Dataset rows:
──────

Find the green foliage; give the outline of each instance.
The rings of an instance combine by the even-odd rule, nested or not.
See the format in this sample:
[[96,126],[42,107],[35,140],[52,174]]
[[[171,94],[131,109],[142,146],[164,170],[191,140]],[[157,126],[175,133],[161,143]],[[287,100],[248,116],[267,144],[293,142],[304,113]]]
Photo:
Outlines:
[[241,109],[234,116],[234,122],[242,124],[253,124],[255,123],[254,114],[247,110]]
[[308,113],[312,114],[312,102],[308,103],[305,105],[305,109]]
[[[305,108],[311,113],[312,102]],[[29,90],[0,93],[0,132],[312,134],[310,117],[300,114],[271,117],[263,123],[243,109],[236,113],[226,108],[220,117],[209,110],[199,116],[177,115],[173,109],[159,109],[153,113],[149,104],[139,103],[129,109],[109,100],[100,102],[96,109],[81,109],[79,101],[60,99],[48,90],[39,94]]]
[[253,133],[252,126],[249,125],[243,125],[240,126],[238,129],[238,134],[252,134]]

──────

* What is being asked
Copy out the lines of the listing verbatim, starting at its first line and ending at the line that contains "[[308,113],[312,114],[312,102],[308,103],[305,105],[305,109]]", with both of those lines included.

* Result below
Find the green foliage; give the outline of each instance.
The rings of an instance combine by the even-odd rule, nested or not.
See the format in this sample:
[[96,126],[42,107],[35,140],[52,174]]
[[[171,94],[131,109],[142,146],[164,170],[191,140]],[[157,126],[175,133],[161,143]],[[287,100],[248,116],[267,144],[293,142],[304,113]]]
Photo:
Outlines:
[[241,109],[234,116],[234,122],[242,124],[253,124],[255,123],[254,114],[247,110]]
[[308,113],[312,114],[312,102],[308,103],[305,105],[305,109]]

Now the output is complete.